Copy the stretch of the listing below from the line containing "form [(270, 27)]." through the end of the listing, requests included. Shift every coordinate in the answers by adding 131 to each number.
☆ ☆ ☆ ☆ ☆ ☆ ☆
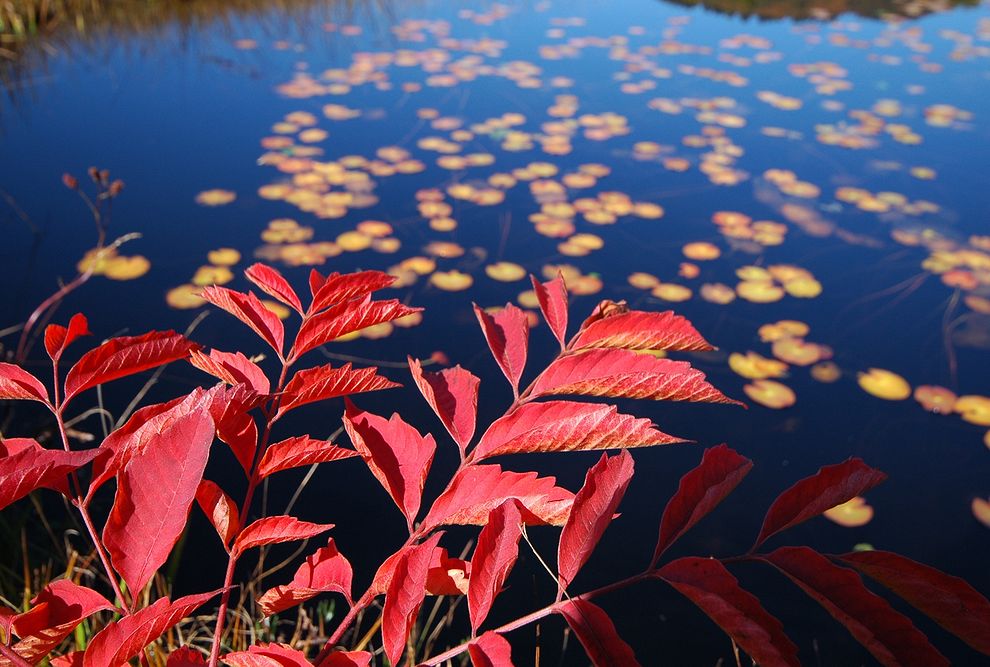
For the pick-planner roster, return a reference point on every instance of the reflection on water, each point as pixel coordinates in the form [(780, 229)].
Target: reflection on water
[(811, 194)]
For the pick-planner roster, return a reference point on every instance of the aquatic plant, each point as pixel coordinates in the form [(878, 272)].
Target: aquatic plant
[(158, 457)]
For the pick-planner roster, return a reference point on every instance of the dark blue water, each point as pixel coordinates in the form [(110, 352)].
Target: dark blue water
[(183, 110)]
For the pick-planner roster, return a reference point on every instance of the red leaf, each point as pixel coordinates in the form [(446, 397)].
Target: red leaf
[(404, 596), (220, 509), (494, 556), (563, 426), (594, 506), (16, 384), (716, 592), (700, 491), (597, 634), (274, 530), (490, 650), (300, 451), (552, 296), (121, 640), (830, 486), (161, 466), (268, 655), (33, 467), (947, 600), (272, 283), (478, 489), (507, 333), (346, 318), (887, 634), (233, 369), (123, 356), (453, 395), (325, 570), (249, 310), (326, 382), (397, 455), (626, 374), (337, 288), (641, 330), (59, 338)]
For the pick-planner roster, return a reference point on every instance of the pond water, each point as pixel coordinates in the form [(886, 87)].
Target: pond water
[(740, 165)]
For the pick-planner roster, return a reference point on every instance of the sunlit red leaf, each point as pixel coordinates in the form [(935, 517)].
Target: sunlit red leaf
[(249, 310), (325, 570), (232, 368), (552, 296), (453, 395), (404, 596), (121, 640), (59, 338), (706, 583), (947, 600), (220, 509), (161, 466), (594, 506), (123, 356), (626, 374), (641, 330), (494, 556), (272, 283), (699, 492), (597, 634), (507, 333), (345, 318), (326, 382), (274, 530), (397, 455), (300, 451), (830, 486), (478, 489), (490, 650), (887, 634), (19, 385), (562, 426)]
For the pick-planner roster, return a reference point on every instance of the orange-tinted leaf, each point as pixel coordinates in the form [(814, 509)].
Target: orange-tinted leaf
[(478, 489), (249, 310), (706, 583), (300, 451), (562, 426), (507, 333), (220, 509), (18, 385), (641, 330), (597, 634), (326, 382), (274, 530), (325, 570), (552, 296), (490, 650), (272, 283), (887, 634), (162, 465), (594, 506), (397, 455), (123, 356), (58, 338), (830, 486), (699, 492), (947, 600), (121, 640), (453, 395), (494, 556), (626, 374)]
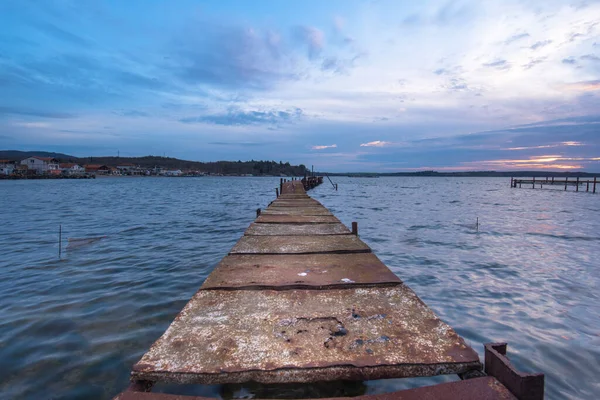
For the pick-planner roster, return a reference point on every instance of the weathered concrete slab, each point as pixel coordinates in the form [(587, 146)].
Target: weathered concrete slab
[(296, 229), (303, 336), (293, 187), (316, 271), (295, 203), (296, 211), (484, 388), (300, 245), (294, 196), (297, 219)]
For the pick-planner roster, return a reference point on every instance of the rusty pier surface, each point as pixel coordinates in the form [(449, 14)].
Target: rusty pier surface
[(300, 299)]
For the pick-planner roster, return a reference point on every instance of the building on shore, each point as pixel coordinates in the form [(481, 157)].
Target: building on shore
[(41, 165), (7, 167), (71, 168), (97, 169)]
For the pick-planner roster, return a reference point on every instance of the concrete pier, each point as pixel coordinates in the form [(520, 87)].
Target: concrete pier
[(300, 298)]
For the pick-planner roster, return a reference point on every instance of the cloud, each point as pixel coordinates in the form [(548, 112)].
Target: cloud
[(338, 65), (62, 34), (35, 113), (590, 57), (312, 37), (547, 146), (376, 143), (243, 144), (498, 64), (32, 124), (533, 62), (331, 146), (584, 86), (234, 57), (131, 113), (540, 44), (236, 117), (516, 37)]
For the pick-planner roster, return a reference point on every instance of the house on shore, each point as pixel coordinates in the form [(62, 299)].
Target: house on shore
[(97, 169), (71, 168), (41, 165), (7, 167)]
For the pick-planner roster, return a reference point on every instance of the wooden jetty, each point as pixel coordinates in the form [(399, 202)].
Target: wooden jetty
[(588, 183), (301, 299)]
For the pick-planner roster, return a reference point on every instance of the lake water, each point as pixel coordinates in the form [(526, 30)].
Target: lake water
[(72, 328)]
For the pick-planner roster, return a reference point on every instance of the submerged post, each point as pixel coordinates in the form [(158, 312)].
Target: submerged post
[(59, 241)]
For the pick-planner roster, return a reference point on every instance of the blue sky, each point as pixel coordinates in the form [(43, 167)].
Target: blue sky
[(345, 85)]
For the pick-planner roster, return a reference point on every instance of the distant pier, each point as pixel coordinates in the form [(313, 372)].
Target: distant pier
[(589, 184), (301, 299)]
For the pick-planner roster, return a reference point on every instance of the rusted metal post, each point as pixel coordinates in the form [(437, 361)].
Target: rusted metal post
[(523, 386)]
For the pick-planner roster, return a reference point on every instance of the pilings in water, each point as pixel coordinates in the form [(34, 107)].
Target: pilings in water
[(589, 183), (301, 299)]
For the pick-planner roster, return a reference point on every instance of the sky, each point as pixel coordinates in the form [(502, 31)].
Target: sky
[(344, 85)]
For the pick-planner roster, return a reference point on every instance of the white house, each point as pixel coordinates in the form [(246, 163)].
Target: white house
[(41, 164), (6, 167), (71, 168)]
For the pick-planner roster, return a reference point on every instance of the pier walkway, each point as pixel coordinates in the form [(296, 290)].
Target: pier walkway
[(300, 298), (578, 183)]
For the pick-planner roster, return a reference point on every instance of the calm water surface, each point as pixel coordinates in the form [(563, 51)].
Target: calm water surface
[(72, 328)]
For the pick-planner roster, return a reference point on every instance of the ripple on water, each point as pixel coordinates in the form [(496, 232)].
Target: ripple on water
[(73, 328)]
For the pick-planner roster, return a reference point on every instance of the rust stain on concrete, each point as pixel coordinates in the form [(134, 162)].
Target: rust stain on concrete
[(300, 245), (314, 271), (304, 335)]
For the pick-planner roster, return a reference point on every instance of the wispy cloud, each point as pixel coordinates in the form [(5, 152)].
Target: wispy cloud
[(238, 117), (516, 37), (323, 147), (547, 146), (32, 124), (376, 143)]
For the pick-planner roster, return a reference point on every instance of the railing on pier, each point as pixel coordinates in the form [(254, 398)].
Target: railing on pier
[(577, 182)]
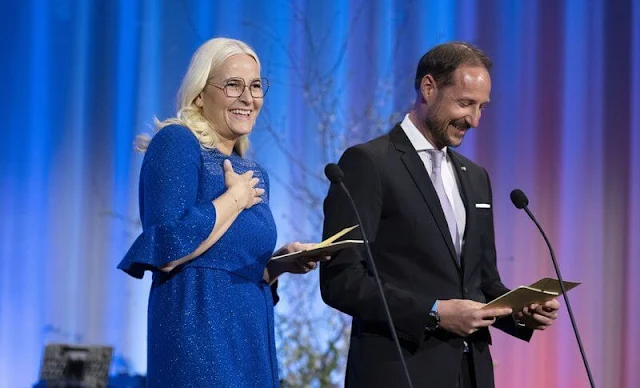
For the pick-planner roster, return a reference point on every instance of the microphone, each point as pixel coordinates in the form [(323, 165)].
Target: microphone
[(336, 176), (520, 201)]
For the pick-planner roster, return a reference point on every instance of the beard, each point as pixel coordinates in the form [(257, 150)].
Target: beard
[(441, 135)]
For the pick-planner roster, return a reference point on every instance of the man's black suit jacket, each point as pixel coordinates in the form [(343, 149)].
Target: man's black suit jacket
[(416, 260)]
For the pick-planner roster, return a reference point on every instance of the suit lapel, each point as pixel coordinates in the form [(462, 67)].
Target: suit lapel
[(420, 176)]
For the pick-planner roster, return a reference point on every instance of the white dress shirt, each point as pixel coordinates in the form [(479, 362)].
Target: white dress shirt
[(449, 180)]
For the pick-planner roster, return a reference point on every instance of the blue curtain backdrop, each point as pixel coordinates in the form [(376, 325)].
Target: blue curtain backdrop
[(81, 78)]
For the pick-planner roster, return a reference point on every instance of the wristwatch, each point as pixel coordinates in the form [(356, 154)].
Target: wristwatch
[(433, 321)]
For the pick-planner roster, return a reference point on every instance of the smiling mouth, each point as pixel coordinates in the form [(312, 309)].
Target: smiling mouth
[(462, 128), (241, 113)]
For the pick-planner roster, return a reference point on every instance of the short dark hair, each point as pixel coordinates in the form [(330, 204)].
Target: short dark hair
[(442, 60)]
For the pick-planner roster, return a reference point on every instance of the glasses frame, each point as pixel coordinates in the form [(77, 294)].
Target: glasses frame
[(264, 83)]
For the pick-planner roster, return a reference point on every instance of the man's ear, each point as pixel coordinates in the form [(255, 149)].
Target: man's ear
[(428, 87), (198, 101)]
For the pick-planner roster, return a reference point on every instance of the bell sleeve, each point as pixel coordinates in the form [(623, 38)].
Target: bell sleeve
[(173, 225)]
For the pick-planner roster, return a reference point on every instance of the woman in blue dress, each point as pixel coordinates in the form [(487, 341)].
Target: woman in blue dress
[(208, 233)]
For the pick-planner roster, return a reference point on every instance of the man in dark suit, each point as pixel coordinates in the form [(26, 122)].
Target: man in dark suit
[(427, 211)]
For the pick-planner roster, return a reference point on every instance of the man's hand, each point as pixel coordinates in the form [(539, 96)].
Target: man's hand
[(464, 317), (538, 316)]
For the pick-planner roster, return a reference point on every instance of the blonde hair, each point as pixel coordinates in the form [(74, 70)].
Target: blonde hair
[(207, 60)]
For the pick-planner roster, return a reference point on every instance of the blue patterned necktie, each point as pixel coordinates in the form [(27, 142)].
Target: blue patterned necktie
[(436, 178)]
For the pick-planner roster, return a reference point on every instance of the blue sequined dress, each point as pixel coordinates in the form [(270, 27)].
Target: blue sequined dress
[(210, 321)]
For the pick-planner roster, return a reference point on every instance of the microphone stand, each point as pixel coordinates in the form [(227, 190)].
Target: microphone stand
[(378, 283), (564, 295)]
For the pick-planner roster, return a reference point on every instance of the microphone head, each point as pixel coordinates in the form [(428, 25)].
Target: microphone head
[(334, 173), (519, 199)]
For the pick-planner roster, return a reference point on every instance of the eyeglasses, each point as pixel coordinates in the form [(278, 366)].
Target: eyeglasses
☆ ☆ ☆ ☆ ☆ ☆ ☆
Correct result:
For the pick-planner roster, return a reference point on every instance of the blue sequined dress, each point as pixel coordinates in the form [(270, 27)].
Target: blue sequined dress
[(341, 452)]
For the pick-planner roster, return a reference point on every instance of the microphone stand, each point as pixel coordinates in the form [(227, 190)].
Target: microphone stand
[(509, 414), (695, 426)]
For the pick-planner roster, return a reference point on every instance of the microphone head, each point as pixel coordinates in the form [(428, 25)].
Target: microphone head
[(465, 304), (650, 330)]
For the pick-planner roster, return a reference point on every instance of the eyeglasses, each point as pixel coordinates in the form [(278, 366)].
Target: eyeglasses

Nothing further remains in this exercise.